# Passage
^^^^^^^^

- Omit any special synthesis directives and let the logic synthesizer operate on the state machine as though it were random logic. This will prevent any reassignment of states or state machine optimization. It is the easiest method and independent of any particular synthesis tool, but is the most inefficient approach in terms of area and performance.
- Use directives to guide the logic synthesis tool to improve or modify state assignment. This approach is dependent on the software that you use.
- Use a special state-machine compiler, separate from the logic synthesizer, to optimize the state machine. You then merge the resulting state machine with the rest of your logic. This method leads to the best results but is harder to use and ties your code to a particular set of software tools, not just the logic synthesizer.
Most synthesis tools require that you write a state machine using a certain style—a special format or template. Synthesis tools may also require that you declare an FSM, the encoding, and the state register using a synthesis directive or special software command. Common FSM encoding options are:
- Adjacent encoding assigns states by the minimum logic difference in the state transition graph. This normally reduces the amount of logic needed to decode each state. The minimum number of bits in the state register for an FSM with n states is log 2 n . In some tools you may increase the state register width up to n to generate encoding based on Gray codes.

^^^^^^^^

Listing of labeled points
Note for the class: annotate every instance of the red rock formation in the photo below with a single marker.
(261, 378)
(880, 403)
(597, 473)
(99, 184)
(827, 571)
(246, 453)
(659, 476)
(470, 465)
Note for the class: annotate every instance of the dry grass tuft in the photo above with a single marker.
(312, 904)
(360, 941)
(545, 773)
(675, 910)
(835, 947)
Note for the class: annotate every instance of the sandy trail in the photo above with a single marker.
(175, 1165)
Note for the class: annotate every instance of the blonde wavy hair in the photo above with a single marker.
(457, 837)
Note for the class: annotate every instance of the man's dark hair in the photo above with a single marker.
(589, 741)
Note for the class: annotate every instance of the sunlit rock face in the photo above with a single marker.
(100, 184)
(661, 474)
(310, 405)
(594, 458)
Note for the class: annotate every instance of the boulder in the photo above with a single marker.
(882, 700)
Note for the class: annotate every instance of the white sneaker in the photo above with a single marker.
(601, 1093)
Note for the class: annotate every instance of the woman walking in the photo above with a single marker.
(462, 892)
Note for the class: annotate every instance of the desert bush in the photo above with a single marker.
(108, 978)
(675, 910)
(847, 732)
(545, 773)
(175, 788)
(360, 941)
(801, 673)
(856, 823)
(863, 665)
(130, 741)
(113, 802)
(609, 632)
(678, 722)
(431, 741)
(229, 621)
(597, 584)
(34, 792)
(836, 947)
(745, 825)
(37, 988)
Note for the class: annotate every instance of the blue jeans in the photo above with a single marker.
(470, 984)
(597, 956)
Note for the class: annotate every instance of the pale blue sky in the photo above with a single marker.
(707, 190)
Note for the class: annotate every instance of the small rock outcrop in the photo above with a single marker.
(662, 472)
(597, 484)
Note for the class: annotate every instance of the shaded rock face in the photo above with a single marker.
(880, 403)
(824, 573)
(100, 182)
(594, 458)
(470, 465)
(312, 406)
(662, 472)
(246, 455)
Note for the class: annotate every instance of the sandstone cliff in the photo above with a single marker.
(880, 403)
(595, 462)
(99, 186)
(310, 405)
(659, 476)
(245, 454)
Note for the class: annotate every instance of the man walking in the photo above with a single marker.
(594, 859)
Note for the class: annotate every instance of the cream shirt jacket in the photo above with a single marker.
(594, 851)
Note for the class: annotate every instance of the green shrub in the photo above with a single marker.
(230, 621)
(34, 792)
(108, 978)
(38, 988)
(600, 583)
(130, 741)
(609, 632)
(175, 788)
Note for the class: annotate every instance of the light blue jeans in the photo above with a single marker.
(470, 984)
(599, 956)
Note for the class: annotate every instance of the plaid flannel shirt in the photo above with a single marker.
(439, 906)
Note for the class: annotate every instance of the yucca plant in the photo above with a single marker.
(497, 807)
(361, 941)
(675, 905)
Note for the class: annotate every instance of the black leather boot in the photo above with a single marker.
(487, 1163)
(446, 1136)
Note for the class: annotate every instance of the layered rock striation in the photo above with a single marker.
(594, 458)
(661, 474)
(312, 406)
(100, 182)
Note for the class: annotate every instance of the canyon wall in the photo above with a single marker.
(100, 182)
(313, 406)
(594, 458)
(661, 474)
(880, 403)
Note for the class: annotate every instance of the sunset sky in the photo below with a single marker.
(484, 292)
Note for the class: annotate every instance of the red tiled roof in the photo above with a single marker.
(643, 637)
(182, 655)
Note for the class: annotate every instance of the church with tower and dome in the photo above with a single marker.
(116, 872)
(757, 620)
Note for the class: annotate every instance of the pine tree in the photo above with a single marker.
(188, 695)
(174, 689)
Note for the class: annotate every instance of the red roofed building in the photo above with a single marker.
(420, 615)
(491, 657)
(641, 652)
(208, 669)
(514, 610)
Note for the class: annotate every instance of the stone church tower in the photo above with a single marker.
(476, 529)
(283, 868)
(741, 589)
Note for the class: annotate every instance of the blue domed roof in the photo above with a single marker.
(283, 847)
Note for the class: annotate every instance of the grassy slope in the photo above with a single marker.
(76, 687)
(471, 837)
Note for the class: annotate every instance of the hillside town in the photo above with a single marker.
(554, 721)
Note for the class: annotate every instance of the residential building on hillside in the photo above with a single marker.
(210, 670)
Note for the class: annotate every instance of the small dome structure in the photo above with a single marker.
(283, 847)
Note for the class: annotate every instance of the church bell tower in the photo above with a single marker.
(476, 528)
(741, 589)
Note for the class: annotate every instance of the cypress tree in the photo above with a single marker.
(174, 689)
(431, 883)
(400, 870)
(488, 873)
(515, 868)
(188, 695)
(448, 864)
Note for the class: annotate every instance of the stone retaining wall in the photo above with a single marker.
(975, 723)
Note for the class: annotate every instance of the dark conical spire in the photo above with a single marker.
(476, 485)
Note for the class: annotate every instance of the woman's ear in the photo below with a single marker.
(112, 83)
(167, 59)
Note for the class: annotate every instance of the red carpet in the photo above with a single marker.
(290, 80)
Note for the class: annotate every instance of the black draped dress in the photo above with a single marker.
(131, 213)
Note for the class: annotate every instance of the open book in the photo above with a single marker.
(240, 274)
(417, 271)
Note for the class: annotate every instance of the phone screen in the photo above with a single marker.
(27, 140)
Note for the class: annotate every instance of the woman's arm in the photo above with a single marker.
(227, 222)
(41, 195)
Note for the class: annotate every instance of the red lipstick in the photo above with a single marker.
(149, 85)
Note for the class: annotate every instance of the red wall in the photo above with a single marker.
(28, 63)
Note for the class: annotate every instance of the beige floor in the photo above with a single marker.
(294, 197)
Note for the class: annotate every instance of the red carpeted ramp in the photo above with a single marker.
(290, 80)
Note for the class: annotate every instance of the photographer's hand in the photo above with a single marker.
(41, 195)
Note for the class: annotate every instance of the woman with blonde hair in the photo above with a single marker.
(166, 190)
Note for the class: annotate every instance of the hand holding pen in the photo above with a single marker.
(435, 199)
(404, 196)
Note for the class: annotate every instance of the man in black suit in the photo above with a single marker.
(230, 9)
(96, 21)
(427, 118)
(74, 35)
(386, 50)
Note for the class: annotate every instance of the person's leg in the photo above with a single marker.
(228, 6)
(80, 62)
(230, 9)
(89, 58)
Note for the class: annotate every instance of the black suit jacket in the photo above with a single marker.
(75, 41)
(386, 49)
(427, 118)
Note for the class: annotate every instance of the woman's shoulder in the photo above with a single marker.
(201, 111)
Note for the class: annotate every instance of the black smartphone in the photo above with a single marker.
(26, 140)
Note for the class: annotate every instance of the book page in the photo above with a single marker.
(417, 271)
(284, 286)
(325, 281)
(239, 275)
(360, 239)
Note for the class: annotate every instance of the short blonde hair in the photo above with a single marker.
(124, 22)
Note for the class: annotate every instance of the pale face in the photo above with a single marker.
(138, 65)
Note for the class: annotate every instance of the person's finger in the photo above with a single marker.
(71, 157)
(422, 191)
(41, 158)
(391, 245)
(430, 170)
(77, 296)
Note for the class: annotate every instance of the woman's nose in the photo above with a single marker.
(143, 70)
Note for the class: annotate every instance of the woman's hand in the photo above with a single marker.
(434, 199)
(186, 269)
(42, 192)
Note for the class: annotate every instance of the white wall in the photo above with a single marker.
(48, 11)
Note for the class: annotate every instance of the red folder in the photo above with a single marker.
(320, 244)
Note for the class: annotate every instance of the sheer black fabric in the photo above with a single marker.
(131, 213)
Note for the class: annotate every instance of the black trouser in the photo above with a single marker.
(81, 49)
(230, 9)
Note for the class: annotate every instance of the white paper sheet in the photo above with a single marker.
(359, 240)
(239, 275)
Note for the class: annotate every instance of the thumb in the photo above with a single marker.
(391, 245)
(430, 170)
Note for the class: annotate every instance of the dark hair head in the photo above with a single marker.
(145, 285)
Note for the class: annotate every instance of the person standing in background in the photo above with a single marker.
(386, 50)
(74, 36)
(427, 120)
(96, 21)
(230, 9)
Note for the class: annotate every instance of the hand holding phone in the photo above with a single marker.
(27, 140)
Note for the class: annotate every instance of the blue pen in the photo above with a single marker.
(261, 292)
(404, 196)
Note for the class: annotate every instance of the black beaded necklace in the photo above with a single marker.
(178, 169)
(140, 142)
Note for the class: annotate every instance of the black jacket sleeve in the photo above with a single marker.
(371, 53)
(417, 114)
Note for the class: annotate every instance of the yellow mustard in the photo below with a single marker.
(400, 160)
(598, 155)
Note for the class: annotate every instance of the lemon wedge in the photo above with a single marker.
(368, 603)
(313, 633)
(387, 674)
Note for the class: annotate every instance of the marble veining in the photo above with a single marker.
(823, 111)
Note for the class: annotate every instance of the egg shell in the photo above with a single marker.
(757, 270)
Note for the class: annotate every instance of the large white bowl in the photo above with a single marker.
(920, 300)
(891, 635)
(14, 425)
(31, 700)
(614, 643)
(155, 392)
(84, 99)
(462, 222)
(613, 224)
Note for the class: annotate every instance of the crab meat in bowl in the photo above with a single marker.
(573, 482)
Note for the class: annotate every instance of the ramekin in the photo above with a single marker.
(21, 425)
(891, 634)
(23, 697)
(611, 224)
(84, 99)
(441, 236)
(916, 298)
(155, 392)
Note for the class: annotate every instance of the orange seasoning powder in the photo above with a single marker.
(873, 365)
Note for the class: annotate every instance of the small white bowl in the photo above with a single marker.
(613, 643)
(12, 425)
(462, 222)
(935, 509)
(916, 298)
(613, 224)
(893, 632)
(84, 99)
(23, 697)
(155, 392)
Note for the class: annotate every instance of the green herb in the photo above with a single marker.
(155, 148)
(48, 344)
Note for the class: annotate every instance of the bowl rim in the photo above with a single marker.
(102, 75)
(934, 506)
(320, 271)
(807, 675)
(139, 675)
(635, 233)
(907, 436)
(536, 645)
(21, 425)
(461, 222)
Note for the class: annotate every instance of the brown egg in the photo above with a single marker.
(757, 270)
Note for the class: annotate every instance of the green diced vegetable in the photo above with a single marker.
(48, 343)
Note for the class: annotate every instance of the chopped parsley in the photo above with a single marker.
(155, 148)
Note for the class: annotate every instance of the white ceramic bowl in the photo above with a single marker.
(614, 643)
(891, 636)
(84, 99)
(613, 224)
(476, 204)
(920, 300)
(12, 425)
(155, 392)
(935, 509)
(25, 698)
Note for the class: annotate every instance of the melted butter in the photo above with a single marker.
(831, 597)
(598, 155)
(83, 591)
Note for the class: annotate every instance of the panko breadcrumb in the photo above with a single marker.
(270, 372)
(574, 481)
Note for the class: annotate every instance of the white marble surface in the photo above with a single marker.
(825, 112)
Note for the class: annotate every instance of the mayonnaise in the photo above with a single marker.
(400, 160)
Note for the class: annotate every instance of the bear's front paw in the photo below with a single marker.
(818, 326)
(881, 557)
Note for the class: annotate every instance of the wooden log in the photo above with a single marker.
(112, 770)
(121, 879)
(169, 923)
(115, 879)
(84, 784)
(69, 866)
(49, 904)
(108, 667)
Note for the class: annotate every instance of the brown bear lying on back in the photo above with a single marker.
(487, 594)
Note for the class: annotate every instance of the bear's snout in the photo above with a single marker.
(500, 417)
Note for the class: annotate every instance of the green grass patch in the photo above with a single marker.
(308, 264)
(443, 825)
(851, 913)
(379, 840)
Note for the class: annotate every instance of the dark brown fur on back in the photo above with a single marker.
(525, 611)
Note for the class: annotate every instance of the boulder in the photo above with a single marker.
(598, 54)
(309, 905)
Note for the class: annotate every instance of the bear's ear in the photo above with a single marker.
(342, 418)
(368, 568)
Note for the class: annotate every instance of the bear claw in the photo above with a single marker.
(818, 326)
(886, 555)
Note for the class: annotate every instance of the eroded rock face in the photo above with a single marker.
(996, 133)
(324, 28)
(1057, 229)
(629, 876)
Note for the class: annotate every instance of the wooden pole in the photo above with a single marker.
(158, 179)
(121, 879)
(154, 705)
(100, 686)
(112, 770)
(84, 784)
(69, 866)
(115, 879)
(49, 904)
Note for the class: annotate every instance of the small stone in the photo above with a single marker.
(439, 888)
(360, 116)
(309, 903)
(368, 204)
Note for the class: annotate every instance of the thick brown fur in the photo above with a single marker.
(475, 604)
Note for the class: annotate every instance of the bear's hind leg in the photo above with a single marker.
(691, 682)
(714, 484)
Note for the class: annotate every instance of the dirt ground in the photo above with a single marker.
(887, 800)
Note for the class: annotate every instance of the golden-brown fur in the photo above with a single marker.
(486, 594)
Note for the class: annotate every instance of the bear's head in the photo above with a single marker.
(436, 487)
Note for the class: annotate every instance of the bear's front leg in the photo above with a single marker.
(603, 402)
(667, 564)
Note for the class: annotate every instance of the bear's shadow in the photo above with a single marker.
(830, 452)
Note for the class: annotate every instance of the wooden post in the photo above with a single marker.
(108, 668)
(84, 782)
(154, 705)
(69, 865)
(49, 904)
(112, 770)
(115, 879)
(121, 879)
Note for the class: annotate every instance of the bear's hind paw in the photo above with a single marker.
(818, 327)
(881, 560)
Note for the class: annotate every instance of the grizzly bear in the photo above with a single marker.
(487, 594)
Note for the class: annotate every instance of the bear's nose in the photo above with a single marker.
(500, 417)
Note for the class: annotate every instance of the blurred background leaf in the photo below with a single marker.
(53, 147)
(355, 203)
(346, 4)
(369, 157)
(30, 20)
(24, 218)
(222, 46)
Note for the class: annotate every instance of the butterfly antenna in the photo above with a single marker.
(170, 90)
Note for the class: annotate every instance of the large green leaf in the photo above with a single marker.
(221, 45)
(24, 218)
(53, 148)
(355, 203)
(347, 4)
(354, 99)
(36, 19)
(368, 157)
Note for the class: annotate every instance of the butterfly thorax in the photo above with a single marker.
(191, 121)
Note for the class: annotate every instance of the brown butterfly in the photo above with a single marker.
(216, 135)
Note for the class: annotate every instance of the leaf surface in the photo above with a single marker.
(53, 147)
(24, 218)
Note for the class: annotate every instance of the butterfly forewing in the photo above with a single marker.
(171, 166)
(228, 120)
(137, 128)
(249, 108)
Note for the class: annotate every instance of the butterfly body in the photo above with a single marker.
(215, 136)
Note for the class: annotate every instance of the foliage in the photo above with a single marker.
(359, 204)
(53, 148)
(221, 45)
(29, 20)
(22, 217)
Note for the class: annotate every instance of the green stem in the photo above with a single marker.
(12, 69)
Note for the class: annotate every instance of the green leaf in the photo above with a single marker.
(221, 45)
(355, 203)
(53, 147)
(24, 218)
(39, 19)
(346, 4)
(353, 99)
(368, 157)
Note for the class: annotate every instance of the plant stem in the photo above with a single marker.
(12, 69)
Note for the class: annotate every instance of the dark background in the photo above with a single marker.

^^^^^^^^

# Work to complete
1 > In the listing, take the lines starting at the one containing "the butterfly forewing" and ending at the last line of the listing, and write them out again, requests included. Scale every coordinate in the points by 2.05, rounding to whole numbers with halves going up.
2 > Go on with the passage about state-machine synthesis and encoding from the point where it stops.

# Answers per task
1 >
Note for the class: annotate every instance of the butterfly forewing in the photo above with a single marker.
(351, 340)
(467, 246)
(281, 262)
(510, 221)
Note for the class: annotate every instance of the butterfly body in the photo above with a single marker.
(441, 279)
Note for the class: annotate every instance of the foliage in the photo above with a single marker.
(736, 418)
(109, 303)
(453, 92)
(59, 41)
(45, 445)
Note for the class: annotate every instance of the green stem in the photo above with a single marker.
(25, 141)
Note for the class: annotate every instance of the green leaf in the photo above with a single marker.
(453, 92)
(728, 416)
(109, 301)
(49, 447)
(80, 39)
(709, 8)
(724, 203)
(754, 322)
Note for the class: annotate every instance of the plant stem in the photo above with a single marker.
(25, 141)
Note for the class: annotate every instance of the dark background in the photo above with a single marker.

2 >
- One-hot encoding sets one bit in the state register for each state. This technique seems wasteful. For example, an FSM with 16 states requires 16 flip-flops for one-hot encoding but only four if you use a binary encoding. However, one-hot encoding simplifies the logic and also the interconnect between the logic. One-hot encoding often results in smaller and faster FSMs. This is especially true in programmable ASICs with large amounts of sequential logic relative to combinational logic resources.
- Random encoding assigns a random code for each state.
- User-specified encoding keeps the explicit state assignment from the HDL.
- Moore encoding is useful for FSMs that require fast outputs. A Moore state machine has outputs that depend only on the current state (Mealy state machine outputs depend on the current state and the inputs).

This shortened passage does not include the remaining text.